Render the stretch from the line containing "Would you be so kind as to locate the wristwatch" through the end of the items as a JSON list of strings, one string per line. Leave out any blank lines.

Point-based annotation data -
──────────

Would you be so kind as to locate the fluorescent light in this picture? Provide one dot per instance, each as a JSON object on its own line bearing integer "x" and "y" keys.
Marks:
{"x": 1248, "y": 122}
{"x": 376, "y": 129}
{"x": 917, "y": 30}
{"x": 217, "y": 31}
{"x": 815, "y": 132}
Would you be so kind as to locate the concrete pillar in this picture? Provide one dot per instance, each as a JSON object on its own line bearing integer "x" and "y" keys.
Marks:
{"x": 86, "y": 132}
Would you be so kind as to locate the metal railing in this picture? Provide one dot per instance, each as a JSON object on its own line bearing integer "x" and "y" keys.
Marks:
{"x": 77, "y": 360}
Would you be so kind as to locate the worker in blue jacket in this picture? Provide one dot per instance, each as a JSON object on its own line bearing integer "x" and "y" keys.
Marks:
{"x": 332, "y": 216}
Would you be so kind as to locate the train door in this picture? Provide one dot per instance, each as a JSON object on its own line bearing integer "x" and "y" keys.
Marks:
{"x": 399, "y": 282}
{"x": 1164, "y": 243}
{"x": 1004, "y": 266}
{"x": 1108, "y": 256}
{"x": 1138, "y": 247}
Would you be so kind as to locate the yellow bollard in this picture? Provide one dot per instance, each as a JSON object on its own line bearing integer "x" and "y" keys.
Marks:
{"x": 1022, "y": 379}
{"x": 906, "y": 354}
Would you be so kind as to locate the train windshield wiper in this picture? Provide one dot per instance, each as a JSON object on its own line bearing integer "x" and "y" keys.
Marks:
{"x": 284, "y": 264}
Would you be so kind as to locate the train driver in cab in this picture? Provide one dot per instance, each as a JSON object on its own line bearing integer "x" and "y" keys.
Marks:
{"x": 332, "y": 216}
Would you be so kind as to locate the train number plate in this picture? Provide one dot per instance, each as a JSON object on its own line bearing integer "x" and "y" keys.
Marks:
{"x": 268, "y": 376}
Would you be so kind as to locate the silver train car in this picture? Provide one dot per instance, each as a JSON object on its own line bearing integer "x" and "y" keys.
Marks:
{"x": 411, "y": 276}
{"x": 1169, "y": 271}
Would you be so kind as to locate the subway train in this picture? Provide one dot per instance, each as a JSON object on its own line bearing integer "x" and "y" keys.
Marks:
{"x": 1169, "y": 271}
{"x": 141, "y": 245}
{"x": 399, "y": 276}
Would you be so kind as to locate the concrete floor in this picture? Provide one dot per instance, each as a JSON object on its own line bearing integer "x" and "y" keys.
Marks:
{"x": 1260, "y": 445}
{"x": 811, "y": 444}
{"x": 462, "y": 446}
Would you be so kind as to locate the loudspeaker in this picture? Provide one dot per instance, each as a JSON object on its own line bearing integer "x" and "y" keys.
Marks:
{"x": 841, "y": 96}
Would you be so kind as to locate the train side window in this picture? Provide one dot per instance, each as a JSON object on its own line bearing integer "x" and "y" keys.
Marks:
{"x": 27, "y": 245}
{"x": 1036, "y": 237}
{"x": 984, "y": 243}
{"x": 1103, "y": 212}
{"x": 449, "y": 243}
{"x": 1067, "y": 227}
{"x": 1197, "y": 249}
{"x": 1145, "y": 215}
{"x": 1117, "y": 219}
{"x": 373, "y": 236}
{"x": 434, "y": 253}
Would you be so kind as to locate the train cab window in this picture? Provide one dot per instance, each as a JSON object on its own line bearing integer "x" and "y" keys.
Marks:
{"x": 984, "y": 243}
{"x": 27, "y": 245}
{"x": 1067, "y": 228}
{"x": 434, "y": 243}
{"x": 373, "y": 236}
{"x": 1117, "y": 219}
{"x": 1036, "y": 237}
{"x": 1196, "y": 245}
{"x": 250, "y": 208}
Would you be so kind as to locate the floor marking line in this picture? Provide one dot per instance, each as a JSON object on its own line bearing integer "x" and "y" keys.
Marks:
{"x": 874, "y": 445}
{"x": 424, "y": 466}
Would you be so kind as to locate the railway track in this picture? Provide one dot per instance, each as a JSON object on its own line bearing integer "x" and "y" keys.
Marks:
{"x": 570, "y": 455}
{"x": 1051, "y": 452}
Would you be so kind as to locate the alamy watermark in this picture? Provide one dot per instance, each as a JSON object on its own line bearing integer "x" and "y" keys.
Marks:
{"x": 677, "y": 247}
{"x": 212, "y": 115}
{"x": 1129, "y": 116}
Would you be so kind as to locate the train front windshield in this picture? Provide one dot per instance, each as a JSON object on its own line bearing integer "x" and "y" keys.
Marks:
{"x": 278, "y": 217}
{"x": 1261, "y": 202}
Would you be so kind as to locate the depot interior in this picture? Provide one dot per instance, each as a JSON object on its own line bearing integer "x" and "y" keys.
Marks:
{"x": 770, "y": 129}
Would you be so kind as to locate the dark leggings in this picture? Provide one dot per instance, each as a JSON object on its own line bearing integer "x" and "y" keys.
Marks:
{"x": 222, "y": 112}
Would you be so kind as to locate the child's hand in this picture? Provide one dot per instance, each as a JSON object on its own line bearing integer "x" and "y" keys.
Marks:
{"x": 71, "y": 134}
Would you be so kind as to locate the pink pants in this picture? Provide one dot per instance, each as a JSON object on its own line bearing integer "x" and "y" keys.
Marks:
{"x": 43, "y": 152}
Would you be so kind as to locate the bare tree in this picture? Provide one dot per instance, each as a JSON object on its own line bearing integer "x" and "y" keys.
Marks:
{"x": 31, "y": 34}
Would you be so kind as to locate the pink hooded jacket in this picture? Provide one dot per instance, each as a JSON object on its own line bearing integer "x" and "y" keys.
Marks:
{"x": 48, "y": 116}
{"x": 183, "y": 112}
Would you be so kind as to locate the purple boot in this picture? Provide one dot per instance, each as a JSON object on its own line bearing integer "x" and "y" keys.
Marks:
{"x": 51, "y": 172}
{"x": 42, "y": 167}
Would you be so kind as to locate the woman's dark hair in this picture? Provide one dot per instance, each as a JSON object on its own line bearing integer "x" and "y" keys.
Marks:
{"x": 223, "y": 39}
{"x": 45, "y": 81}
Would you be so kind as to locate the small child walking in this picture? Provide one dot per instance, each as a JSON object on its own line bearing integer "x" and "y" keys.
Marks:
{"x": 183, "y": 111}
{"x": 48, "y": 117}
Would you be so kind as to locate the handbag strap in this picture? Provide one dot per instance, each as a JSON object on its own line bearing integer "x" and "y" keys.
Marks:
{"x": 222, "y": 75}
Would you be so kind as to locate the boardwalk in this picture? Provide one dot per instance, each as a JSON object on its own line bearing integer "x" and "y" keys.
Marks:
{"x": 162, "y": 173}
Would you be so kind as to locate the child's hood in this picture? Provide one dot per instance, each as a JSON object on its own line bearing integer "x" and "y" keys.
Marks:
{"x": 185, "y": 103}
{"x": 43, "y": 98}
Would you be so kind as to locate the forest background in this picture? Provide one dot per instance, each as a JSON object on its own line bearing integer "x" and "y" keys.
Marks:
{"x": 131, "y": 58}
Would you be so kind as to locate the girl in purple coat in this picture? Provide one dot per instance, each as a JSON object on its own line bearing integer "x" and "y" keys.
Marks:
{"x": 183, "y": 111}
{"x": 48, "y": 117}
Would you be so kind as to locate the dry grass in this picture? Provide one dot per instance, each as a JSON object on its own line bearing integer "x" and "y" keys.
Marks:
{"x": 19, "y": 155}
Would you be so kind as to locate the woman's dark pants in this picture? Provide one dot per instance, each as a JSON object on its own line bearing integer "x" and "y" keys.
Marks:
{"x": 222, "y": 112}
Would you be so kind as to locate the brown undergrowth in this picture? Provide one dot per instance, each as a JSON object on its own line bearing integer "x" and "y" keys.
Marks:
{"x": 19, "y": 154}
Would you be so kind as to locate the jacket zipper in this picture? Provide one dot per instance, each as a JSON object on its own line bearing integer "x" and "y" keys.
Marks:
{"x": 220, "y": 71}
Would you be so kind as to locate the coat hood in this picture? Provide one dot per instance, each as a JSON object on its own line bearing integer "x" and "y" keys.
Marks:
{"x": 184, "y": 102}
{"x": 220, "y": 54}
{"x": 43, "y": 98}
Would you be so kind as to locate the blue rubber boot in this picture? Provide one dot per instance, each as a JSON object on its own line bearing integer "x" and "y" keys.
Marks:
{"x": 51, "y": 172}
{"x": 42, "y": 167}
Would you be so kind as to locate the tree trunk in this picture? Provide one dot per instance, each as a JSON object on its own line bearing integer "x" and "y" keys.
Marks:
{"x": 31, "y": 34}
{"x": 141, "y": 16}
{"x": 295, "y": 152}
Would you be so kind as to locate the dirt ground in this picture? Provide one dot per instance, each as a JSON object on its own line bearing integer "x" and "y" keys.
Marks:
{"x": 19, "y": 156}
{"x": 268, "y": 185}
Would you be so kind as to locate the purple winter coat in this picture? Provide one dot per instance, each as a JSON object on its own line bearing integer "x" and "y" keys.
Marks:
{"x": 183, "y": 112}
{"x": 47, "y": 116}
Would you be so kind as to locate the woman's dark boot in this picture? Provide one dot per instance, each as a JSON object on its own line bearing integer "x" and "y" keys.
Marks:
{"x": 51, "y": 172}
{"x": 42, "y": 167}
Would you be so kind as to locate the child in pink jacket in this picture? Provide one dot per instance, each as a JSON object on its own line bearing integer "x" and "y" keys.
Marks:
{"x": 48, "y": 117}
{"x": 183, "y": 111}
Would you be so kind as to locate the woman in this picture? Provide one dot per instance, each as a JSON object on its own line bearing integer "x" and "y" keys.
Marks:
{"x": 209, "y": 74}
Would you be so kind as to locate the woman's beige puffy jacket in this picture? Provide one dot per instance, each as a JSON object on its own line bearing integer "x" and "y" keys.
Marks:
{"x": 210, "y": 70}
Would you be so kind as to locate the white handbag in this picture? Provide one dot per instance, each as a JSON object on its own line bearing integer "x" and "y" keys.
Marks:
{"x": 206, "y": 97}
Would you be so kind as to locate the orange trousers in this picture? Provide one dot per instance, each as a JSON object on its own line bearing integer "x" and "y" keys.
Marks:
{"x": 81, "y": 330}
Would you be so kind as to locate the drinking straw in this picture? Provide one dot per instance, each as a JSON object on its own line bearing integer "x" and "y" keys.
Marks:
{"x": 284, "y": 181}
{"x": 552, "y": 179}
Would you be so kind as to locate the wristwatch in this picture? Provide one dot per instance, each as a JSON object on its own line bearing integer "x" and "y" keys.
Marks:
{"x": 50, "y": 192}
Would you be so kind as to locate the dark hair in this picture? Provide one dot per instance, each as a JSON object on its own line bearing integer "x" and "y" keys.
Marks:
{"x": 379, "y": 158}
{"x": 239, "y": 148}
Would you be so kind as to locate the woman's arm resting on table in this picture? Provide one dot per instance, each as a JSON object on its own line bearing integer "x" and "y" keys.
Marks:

──────────

The reply -
[
  "Would you be so kind as to locate the wristwatch in this picture? Provide one dot per instance, each as a JSON object on its own line bearing integer \"x\" and \"y\" keys.",
  "Marks:",
  "{\"x\": 50, \"y\": 192}",
  "Would you be so kind as to locate the dark hair in this picture? Provide one dot per instance, each as a JSON object on its own line bearing integer \"x\" and \"y\" keys.",
  "Marks:",
  "{\"x\": 379, \"y\": 158}",
  "{\"x\": 239, \"y\": 148}",
  "Would you be so kind as to locate the woman's arm resting on table in this picture? Provide one dot per instance, each as a JSON object on its own line bearing integer \"x\" and \"y\" keys.",
  "Marks:"
]